# [TASK DETAILS]
Repeat every record exactly, but omit the images.
[[ DATA FOR THIS TASK, beginning ]]
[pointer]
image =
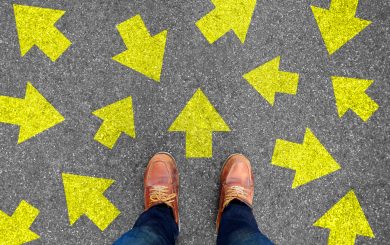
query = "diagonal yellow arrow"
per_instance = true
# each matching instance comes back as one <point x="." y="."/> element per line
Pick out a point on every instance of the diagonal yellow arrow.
<point x="198" y="120"/>
<point x="84" y="196"/>
<point x="34" y="114"/>
<point x="310" y="160"/>
<point x="15" y="229"/>
<point x="117" y="118"/>
<point x="345" y="220"/>
<point x="350" y="95"/>
<point x="338" y="25"/>
<point x="144" y="53"/>
<point x="35" y="26"/>
<point x="268" y="80"/>
<point x="228" y="15"/>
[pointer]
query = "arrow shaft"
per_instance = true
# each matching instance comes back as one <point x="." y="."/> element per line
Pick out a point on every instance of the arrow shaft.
<point x="346" y="7"/>
<point x="12" y="110"/>
<point x="199" y="144"/>
<point x="107" y="134"/>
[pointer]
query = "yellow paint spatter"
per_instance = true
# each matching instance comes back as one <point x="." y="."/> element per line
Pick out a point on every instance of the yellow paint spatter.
<point x="228" y="15"/>
<point x="310" y="160"/>
<point x="84" y="196"/>
<point x="35" y="26"/>
<point x="198" y="120"/>
<point x="144" y="53"/>
<point x="338" y="25"/>
<point x="15" y="229"/>
<point x="117" y="118"/>
<point x="268" y="80"/>
<point x="34" y="114"/>
<point x="350" y="95"/>
<point x="345" y="220"/>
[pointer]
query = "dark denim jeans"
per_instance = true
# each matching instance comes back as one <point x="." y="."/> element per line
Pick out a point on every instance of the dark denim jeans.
[[ DATA FOR THIS TASK, end ]]
# [EXERCISE ANSWER]
[pointer]
image =
query = "diagonal yellow arrow"
per_instance = true
# each matching instance comes back as one <point x="." y="."/> element per line
Pick out a point on every instance of the diagonal yellow arrow.
<point x="198" y="120"/>
<point x="84" y="196"/>
<point x="34" y="114"/>
<point x="310" y="160"/>
<point x="15" y="229"/>
<point x="117" y="118"/>
<point x="345" y="220"/>
<point x="350" y="95"/>
<point x="338" y="25"/>
<point x="144" y="53"/>
<point x="35" y="26"/>
<point x="268" y="80"/>
<point x="228" y="15"/>
[pointer]
query = "arrow shaft"
per_instance = true
# each matching instance comes back as one <point x="." y="."/> element per line
Pick out a point on every instance of the arrow shaft.
<point x="346" y="7"/>
<point x="12" y="110"/>
<point x="199" y="144"/>
<point x="107" y="134"/>
[pointer]
query = "yellow paint spatter"
per_instance = true
# each matching instance comes back as one <point x="." y="."/> element per line
Pick out a point on every instance of the yellow paint spatter.
<point x="228" y="15"/>
<point x="310" y="160"/>
<point x="84" y="196"/>
<point x="35" y="26"/>
<point x="198" y="120"/>
<point x="144" y="53"/>
<point x="338" y="25"/>
<point x="15" y="229"/>
<point x="117" y="118"/>
<point x="268" y="80"/>
<point x="34" y="114"/>
<point x="350" y="95"/>
<point x="345" y="220"/>
[pointer]
query = "dark denim jeans"
per_instance = true
# each matching instance comes back as one <point x="." y="."/> element per line
Pick out a point on every instance of the dark denim jeans.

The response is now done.